[Entries from an annotation dataset]
□ □ □ □ □ □ □

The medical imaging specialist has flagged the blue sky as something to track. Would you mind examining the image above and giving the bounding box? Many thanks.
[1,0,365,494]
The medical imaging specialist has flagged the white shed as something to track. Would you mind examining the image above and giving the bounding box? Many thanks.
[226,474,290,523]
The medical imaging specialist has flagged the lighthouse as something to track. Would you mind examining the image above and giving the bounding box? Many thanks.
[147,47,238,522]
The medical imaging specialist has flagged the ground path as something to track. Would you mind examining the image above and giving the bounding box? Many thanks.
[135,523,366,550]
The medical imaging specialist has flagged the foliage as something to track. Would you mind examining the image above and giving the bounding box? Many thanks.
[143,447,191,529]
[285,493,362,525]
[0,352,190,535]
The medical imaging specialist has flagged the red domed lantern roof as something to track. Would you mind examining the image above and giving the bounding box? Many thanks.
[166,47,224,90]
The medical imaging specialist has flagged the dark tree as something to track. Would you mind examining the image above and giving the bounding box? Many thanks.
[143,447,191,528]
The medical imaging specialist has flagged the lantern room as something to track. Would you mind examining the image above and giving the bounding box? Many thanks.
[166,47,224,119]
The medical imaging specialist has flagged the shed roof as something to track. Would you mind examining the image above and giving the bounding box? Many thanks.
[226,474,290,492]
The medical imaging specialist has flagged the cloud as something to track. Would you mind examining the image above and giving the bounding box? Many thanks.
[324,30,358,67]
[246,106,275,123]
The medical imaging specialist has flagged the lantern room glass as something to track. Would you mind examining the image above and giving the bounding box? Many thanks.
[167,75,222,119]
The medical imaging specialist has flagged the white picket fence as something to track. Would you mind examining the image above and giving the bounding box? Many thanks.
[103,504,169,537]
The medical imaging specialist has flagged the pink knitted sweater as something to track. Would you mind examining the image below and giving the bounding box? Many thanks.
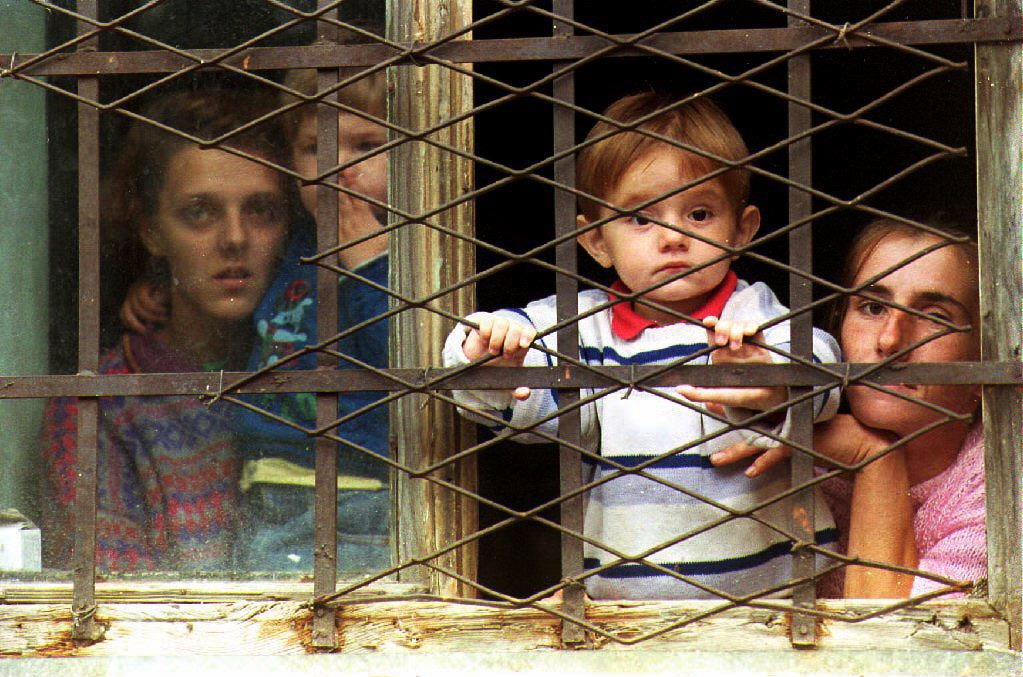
[824,424,987,595]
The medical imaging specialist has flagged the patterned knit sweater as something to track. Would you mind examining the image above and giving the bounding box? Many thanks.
[824,423,987,596]
[444,280,839,599]
[43,334,238,572]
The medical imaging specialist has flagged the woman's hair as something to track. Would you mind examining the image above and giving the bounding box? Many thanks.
[102,88,298,333]
[828,215,977,335]
[105,89,288,234]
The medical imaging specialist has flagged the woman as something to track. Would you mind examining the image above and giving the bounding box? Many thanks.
[44,91,291,571]
[712,221,986,597]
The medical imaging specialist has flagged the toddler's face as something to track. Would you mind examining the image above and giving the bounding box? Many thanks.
[579,148,760,323]
[292,112,387,217]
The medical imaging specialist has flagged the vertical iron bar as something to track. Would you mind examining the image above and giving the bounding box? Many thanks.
[312,0,339,649]
[975,0,1023,651]
[72,0,102,640]
[788,0,816,647]
[553,0,586,644]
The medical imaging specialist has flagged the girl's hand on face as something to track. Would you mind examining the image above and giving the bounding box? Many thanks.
[813,414,898,465]
[120,279,171,333]
[338,193,388,270]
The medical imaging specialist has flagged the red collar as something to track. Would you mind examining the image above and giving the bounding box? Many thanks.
[608,270,739,341]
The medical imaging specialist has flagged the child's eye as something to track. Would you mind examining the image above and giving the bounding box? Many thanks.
[857,301,888,317]
[690,208,710,223]
[178,199,218,228]
[924,308,955,324]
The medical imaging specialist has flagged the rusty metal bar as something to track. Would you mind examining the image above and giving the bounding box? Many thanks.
[552,0,586,645]
[0,16,1023,77]
[787,0,816,647]
[0,361,1023,399]
[71,0,102,640]
[312,6,340,650]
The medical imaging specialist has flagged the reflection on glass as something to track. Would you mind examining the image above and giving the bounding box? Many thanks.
[42,90,290,571]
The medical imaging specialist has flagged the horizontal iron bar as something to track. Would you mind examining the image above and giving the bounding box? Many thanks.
[0,362,1023,399]
[6,17,1023,76]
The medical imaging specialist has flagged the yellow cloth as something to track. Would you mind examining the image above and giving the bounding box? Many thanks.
[239,458,387,491]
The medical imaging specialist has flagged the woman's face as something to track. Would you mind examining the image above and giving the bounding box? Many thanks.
[142,147,287,323]
[840,233,980,436]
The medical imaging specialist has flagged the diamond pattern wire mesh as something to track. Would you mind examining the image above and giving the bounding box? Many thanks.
[4,0,1006,643]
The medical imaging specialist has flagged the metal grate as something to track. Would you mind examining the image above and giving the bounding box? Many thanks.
[0,0,1021,646]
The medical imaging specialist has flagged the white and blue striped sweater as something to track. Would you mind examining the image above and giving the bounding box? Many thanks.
[444,281,840,599]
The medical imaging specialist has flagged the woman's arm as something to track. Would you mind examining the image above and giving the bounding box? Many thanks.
[845,449,918,597]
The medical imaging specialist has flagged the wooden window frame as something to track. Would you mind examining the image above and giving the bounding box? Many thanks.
[0,0,1023,674]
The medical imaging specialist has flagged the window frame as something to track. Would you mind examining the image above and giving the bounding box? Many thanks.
[0,0,1023,674]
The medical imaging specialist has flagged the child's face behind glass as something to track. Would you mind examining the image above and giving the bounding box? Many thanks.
[292,112,387,221]
[579,148,760,323]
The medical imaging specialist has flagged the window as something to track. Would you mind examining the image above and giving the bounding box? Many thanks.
[0,0,1023,674]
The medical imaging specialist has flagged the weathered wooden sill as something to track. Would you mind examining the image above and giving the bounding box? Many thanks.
[0,582,1020,675]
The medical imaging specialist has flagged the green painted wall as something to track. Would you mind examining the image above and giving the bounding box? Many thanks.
[0,0,48,515]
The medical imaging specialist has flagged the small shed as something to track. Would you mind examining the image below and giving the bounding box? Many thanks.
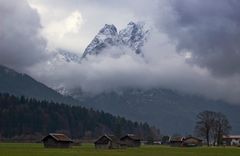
[169,136,184,147]
[182,136,202,147]
[222,135,240,146]
[94,134,122,149]
[120,134,141,147]
[42,133,73,148]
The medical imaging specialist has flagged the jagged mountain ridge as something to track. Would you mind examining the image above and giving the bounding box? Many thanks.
[82,22,149,58]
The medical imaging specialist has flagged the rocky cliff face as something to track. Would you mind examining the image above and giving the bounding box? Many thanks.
[83,22,149,58]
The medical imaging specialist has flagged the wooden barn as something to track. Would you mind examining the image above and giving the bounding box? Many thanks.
[170,136,202,147]
[169,136,184,147]
[223,135,240,146]
[182,136,202,147]
[42,133,73,148]
[94,135,122,149]
[120,134,141,147]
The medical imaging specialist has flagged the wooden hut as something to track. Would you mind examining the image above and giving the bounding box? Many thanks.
[170,136,202,147]
[120,134,141,147]
[42,133,73,148]
[182,136,202,147]
[169,136,184,147]
[94,134,122,149]
[223,135,240,146]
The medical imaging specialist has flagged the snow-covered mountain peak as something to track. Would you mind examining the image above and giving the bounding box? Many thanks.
[119,22,149,54]
[99,24,118,36]
[83,22,149,58]
[83,24,118,57]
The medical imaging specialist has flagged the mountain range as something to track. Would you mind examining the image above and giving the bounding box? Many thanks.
[56,22,240,134]
[0,22,240,135]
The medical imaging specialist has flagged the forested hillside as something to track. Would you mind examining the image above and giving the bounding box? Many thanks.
[0,94,156,139]
[0,65,79,104]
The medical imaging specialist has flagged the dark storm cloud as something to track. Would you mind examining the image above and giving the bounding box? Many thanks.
[0,0,46,69]
[158,0,240,76]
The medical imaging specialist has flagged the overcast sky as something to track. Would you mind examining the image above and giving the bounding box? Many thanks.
[0,0,240,104]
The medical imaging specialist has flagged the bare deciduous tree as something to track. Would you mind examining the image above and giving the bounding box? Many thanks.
[195,111,231,146]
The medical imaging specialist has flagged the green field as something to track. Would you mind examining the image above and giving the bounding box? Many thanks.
[0,143,240,156]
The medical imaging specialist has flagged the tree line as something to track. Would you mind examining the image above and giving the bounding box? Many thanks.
[0,93,159,139]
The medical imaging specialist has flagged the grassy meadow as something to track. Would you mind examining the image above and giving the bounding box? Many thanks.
[0,143,240,156]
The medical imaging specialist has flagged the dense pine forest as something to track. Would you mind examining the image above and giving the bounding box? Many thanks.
[0,94,158,139]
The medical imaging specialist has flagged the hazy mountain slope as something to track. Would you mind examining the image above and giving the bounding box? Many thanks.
[0,65,79,104]
[69,89,240,134]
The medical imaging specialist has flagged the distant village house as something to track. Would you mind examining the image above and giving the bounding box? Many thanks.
[120,134,141,147]
[94,134,123,149]
[42,133,73,148]
[170,136,202,147]
[223,135,240,146]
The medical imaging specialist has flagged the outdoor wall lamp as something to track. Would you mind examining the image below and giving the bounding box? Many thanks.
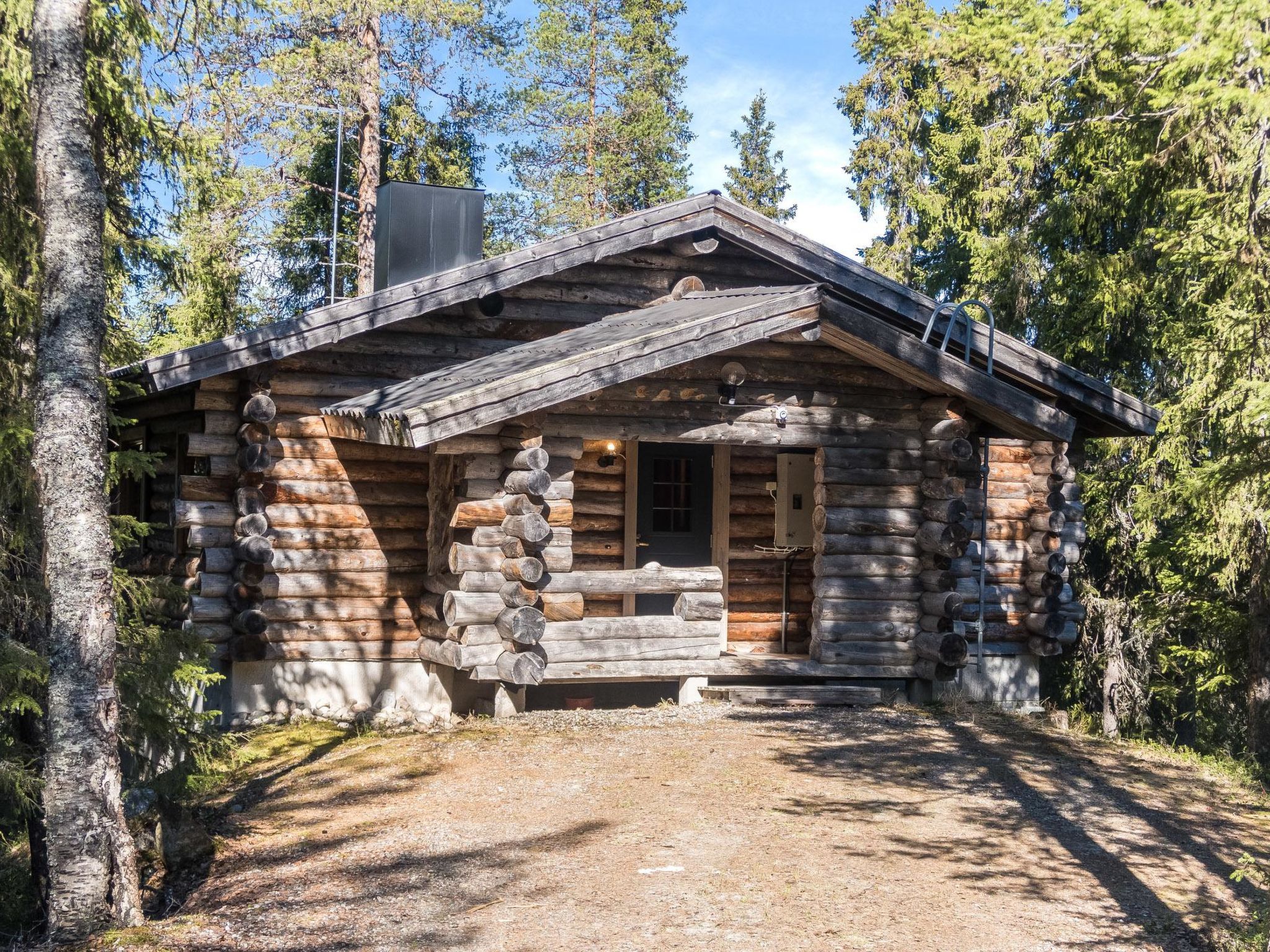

□ □ □ □ □ □ □

- **Request**:
Reproduce the lines of the listing verbatim, starting with the line that contains "The medical imaging specialist has flagged the grassy" and continuing through the final line of the listing. Omit the pictures.

- **Full response**:
The medical imaging specialist has flagged the grassy meadow as something to track. Would you mind examining the image above and giving the bounding box? Many thanks.
[0,143,240,156]
The medical imaging specialist has flagged the dense pine forest as something to track. Would you mind examining the image above and giving the bounding box? Many thanks.
[0,94,158,139]
The medical imaging specialist has flagged the hazy mountain slope as something to track. Would you mind examining the image above and giving the bounding box? Many thanks.
[0,65,79,104]
[69,89,240,134]
The medical imaging specialist has flagged the distant village house as something to track. Would you mind examining the image above and giving the bounding box? Many thanks.
[120,134,141,147]
[94,134,123,149]
[42,133,73,148]
[170,136,202,147]
[223,135,240,146]
The medical imaging specialist has flagged the outdoor wall lamp as something to track. Would you mind examining the image below and giving the bounding box? Many thanks.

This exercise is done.